### OBJECTIVE
Below, copy out the lines running from the one that contains "dark blue water" through the one that contains "[(108, 238)]", both of those lines included, with nothing changed. Omit the pictures from your copy.
•••••
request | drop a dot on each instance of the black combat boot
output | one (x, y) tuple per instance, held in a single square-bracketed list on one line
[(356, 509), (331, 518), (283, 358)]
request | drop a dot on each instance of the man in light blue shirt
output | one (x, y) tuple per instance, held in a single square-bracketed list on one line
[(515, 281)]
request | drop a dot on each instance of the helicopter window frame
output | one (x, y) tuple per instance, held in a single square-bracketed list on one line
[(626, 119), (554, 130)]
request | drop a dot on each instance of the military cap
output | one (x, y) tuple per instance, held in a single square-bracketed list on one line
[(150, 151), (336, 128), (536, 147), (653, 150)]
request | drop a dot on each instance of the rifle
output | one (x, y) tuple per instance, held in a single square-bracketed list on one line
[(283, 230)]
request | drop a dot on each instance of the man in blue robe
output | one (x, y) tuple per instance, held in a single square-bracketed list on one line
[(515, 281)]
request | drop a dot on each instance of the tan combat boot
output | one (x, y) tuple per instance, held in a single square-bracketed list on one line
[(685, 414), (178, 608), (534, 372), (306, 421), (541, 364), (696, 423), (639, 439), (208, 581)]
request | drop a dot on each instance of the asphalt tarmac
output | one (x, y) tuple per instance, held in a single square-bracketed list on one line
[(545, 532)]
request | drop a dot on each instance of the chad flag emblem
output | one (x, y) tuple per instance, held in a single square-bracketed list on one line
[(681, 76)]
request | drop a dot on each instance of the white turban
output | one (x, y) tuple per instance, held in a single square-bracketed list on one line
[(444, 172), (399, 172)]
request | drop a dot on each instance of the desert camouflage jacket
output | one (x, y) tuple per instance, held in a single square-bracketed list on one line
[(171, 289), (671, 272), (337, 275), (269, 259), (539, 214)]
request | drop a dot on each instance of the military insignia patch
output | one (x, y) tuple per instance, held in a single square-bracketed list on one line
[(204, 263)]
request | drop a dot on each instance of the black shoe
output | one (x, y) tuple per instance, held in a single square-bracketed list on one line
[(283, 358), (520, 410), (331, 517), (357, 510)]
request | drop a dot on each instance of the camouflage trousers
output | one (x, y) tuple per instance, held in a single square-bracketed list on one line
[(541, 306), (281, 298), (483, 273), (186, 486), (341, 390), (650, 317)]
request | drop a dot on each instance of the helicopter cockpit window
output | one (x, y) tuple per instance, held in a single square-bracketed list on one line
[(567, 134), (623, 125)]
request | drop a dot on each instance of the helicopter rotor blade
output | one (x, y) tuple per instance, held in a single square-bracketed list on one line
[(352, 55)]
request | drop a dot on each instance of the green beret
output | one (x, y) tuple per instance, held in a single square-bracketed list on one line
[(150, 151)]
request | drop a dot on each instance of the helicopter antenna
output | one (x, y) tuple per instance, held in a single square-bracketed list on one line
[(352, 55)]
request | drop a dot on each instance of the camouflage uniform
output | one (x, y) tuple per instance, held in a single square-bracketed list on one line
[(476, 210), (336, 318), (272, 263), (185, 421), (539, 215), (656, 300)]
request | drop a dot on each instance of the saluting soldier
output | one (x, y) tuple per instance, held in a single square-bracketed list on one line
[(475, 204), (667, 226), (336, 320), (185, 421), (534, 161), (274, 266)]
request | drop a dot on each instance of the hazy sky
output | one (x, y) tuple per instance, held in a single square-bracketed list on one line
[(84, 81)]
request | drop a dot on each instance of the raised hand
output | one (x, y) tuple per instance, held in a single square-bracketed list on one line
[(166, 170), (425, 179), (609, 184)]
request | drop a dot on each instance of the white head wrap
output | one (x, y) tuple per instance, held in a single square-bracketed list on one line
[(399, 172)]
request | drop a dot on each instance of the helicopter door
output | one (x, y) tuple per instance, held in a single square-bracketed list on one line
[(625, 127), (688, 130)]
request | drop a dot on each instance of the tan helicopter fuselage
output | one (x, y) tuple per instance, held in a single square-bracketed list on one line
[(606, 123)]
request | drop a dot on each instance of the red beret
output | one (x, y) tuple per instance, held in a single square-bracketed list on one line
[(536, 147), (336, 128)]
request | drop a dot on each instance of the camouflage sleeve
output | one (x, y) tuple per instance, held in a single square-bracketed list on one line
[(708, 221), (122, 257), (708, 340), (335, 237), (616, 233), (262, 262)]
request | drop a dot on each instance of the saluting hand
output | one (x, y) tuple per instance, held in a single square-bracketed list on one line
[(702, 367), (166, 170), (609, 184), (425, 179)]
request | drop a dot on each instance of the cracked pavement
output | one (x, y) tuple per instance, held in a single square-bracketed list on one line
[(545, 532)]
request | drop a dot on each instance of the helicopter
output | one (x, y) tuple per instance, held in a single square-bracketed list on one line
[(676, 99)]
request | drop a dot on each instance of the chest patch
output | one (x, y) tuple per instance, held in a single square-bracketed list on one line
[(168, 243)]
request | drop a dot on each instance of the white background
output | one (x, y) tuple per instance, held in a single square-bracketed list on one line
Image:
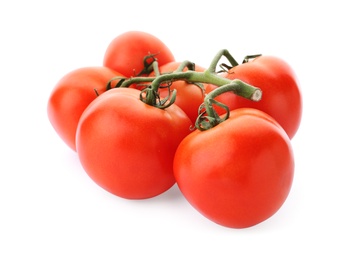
[(50, 209)]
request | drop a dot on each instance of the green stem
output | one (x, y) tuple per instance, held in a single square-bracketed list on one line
[(150, 94), (208, 117)]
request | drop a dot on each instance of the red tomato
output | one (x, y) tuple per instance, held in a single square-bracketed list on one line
[(126, 52), (71, 95), (281, 94), (239, 172), (127, 147)]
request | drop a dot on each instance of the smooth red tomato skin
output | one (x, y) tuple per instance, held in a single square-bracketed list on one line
[(238, 173), (281, 98), (126, 52), (71, 95), (127, 147)]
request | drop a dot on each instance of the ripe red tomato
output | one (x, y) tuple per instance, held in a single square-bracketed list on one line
[(281, 93), (71, 95), (126, 52), (239, 172), (127, 147)]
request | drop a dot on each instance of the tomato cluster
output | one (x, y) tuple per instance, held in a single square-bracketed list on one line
[(143, 121)]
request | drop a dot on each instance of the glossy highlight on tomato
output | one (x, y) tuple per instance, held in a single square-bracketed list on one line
[(282, 97), (127, 147), (238, 173), (72, 94), (126, 52)]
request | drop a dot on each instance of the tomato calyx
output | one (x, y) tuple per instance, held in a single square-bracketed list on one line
[(226, 67), (209, 118), (150, 92)]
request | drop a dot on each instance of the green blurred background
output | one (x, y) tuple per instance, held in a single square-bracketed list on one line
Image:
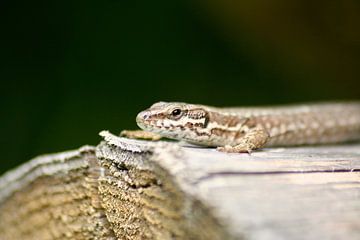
[(70, 69)]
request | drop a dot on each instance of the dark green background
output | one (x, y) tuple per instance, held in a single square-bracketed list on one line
[(70, 69)]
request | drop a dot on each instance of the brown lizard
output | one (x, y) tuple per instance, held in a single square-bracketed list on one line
[(248, 128)]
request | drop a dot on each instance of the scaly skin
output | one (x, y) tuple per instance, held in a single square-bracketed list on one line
[(246, 129)]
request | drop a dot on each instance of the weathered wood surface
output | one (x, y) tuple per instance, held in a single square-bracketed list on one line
[(130, 189)]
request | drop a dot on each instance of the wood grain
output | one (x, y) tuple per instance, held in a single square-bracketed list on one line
[(130, 189)]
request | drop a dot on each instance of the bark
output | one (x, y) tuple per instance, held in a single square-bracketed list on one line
[(131, 189)]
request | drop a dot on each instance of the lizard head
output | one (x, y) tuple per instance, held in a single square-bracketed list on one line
[(174, 120)]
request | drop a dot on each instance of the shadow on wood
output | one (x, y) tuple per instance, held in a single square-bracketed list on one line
[(131, 189)]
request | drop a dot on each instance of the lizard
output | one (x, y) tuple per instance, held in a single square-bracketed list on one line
[(244, 129)]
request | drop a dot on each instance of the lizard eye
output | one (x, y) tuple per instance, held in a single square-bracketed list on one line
[(176, 112)]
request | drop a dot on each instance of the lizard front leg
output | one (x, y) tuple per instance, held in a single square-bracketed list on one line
[(254, 139), (140, 134)]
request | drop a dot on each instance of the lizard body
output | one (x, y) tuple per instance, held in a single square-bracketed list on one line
[(245, 129)]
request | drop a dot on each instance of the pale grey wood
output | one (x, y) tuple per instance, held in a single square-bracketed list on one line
[(132, 189), (278, 193)]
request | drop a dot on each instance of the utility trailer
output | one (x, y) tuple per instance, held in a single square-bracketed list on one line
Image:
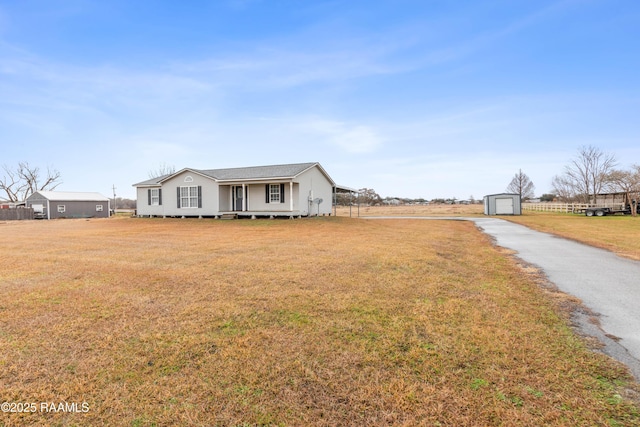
[(610, 211)]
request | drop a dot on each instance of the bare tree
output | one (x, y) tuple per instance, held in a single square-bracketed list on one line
[(627, 182), (23, 181), (163, 169), (586, 175), (522, 185)]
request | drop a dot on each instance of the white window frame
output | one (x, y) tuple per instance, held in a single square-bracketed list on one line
[(274, 193), (189, 197), (155, 197)]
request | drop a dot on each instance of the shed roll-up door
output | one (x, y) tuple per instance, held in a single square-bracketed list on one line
[(504, 206)]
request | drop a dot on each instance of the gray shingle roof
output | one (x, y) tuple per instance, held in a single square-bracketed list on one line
[(72, 196), (246, 173), (258, 172)]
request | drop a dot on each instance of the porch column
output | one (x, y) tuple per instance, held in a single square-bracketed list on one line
[(244, 199), (291, 196)]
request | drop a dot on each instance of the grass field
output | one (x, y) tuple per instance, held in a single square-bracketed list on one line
[(323, 321)]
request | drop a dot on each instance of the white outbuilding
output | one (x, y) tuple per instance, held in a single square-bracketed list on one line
[(502, 204)]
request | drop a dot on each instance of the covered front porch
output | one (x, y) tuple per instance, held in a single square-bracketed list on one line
[(260, 199)]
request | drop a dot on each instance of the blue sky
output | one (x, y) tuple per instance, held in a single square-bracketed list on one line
[(413, 98)]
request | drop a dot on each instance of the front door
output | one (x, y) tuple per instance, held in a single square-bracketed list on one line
[(238, 196)]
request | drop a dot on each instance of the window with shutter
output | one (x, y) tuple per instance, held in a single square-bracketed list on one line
[(189, 197)]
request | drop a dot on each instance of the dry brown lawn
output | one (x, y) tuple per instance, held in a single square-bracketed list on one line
[(412, 210), (323, 322)]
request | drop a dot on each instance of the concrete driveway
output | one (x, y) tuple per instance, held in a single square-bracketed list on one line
[(607, 284)]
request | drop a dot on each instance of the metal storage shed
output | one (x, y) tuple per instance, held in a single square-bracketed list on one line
[(502, 204), (62, 204)]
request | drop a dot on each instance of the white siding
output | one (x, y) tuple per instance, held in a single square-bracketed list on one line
[(314, 184)]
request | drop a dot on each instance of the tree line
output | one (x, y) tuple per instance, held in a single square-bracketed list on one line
[(590, 173)]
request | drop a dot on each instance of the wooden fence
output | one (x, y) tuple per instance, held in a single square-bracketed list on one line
[(16, 214), (565, 207)]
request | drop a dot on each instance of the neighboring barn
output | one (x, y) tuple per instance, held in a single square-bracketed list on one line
[(291, 190), (64, 204), (502, 204)]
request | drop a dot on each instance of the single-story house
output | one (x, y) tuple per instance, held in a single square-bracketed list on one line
[(66, 204), (291, 190), (502, 204)]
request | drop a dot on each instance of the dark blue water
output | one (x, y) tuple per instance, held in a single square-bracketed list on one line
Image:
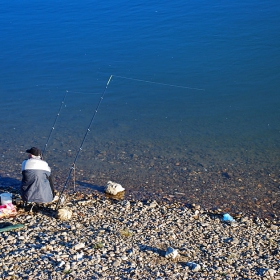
[(194, 98)]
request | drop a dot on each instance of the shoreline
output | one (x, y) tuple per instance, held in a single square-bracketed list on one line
[(128, 239)]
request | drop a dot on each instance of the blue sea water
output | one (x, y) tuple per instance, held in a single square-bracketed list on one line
[(192, 81)]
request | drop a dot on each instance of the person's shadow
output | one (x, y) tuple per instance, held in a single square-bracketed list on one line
[(100, 189)]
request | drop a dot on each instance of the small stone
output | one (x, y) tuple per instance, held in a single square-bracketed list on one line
[(171, 253), (79, 246), (194, 266)]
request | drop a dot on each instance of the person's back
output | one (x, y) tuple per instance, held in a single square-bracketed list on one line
[(35, 185)]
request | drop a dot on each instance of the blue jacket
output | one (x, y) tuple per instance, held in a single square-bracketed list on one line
[(35, 185)]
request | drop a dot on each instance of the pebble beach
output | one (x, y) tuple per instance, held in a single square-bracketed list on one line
[(108, 238)]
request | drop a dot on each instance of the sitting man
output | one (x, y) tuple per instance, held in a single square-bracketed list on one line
[(36, 184)]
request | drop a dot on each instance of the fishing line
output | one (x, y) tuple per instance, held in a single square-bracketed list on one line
[(163, 84), (77, 155), (52, 129)]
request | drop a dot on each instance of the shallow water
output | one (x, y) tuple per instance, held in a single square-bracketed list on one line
[(192, 110)]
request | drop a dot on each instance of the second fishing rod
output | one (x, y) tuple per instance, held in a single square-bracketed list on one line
[(82, 143)]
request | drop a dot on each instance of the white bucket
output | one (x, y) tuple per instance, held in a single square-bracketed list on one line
[(6, 198)]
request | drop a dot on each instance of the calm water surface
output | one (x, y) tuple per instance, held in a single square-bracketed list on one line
[(192, 111)]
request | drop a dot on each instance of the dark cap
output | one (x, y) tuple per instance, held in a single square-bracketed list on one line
[(34, 151)]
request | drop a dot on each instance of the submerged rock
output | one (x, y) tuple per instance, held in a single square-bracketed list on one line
[(113, 188)]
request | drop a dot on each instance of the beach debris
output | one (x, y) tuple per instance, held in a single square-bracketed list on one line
[(79, 256), (62, 263), (79, 246), (171, 253), (193, 266), (64, 214), (5, 198), (113, 188), (7, 210), (12, 227), (228, 218)]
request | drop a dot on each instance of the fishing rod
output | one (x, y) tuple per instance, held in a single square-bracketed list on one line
[(77, 155), (52, 129)]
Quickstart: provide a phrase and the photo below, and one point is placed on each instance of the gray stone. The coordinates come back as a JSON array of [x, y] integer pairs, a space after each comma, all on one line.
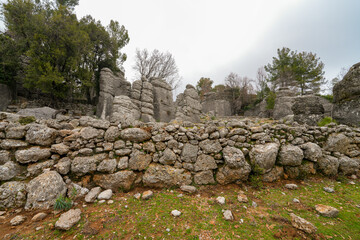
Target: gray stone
[[107, 165], [9, 170], [40, 135], [204, 177], [290, 155], [227, 175], [135, 135], [189, 153], [92, 195], [328, 165], [205, 162], [44, 190], [147, 195], [210, 146], [38, 113], [168, 157], [348, 166], [68, 219], [161, 176], [234, 157], [33, 154], [4, 156], [327, 211], [122, 180], [17, 220], [12, 195], [312, 151], [139, 161], [7, 144], [60, 148], [302, 224], [188, 189], [105, 195], [5, 96], [264, 156]]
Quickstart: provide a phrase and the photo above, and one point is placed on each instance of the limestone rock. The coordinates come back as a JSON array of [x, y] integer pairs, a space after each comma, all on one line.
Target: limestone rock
[[68, 219], [122, 180], [227, 175], [205, 162], [9, 170], [160, 176], [33, 154], [17, 220], [302, 224], [327, 211], [92, 195], [312, 151], [135, 135], [264, 156], [204, 177], [12, 195], [234, 157], [290, 155], [44, 189], [105, 195], [40, 135]]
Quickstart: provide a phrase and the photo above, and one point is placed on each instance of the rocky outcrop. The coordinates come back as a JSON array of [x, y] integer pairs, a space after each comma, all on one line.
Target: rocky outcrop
[[5, 96], [111, 85], [347, 98], [188, 107], [164, 108], [142, 96]]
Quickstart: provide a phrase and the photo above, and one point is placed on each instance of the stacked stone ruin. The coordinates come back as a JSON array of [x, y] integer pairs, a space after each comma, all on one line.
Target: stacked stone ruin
[[42, 160]]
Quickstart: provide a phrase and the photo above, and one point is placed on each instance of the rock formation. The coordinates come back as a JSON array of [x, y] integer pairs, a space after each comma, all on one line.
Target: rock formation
[[347, 98], [164, 108], [188, 107], [111, 85]]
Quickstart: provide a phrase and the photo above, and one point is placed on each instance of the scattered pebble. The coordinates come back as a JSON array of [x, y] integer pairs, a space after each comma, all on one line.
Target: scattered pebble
[[228, 215], [17, 220], [220, 200], [137, 195], [329, 189], [147, 195], [291, 186], [175, 213]]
•••••
### ANSWER BELOW
request | drop a dot on each instance of the dark blue water
output | one (x, y) tuple per instance, held in a single square-bracketed list on one line
Image:
[(194, 98)]
request | drop a dot on each instance of the shoreline
output | one (x, y) tuple per instance, held in a single square-bracketed list on one line
[(128, 239)]
request | drop a dot on each instance of the blue sea water
output | one (x, y) tuple per instance, held in a single square-bracketed list on one line
[(192, 81)]
request | drop a dot on each instance of the person's shadow
output | one (x, y) tuple per instance, held in a single square-bracketed list on one line
[(100, 189)]
request | drop a dot on each instance of the small stone
output | one (x, y) tuple per instance, held in a single square-bracketed list on one line
[(171, 253), (79, 246), (194, 266)]
request | drop a dot on each instance of the person's back
output | one (x, y) tuple per instance, held in a single square-bracketed list on one line
[(35, 185)]
request | drop a dot on each instance of the blue jacket
output | one (x, y) tuple per instance, held in a single square-bracketed list on one line
[(35, 185)]
request | drop a dot on each instance of the pebble beach
output | one (x, y) tuple per instance, held in a single square-bracketed list on one line
[(108, 238)]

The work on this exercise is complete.